▶ **Exercise materials**:
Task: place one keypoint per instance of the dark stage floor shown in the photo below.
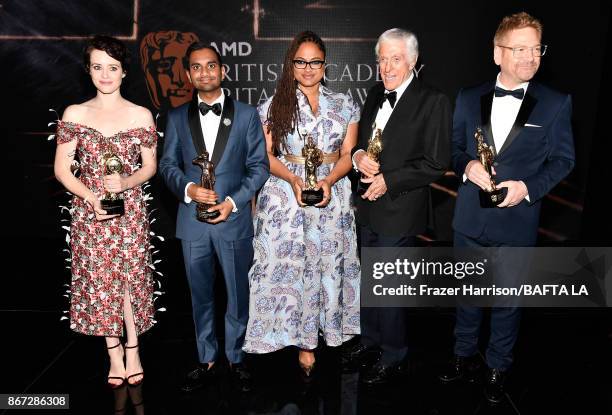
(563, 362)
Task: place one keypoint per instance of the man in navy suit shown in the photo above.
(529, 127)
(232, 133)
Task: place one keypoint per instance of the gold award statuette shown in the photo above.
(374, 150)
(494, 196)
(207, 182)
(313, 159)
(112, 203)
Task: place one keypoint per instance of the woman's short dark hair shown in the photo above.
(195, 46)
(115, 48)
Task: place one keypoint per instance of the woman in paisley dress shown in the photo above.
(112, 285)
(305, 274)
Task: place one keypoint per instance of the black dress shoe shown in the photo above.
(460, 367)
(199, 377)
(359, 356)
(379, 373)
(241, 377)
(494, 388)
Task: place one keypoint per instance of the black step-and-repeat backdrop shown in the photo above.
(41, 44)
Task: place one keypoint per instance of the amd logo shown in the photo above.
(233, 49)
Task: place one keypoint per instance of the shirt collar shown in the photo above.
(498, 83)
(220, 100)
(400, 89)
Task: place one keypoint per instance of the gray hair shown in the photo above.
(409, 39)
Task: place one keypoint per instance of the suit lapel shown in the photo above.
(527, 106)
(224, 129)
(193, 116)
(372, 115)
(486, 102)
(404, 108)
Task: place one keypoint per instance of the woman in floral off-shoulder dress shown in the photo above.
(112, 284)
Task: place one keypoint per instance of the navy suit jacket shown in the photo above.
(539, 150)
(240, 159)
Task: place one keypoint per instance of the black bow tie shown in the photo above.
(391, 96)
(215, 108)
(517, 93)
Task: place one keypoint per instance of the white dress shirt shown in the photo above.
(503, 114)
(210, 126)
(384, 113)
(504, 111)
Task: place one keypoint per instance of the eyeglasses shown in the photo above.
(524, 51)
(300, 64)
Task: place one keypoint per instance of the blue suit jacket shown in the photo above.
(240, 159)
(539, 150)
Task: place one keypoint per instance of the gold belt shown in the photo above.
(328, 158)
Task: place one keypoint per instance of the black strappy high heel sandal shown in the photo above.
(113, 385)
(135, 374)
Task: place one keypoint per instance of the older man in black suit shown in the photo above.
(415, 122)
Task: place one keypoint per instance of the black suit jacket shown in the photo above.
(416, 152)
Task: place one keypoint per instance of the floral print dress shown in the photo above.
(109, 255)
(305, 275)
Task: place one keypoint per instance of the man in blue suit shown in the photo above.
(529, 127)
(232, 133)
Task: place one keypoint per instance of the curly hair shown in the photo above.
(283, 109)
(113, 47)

▶ **What you have to do**: Please reproduce the closing stretch of the records, from the line with "Task: place one keypoint per instance of the older" through the last line, exactly as it stands.

▶ **Answer space**:
Task: place one keypoint per instance of the older man in black suit shown in the photo above.
(415, 122)
Task: place one keypoint per instance of the black suit jacket shown in the photo above.
(416, 152)
Task: place one keypoint per instance of the floral print dress shown in the photo above.
(109, 255)
(305, 275)
Task: place one keypoint per instance of the man in blue suit shown in the photo above.
(529, 127)
(232, 133)
Task: place one keypoint per instance of the curly hair shown in the photo above.
(283, 109)
(113, 47)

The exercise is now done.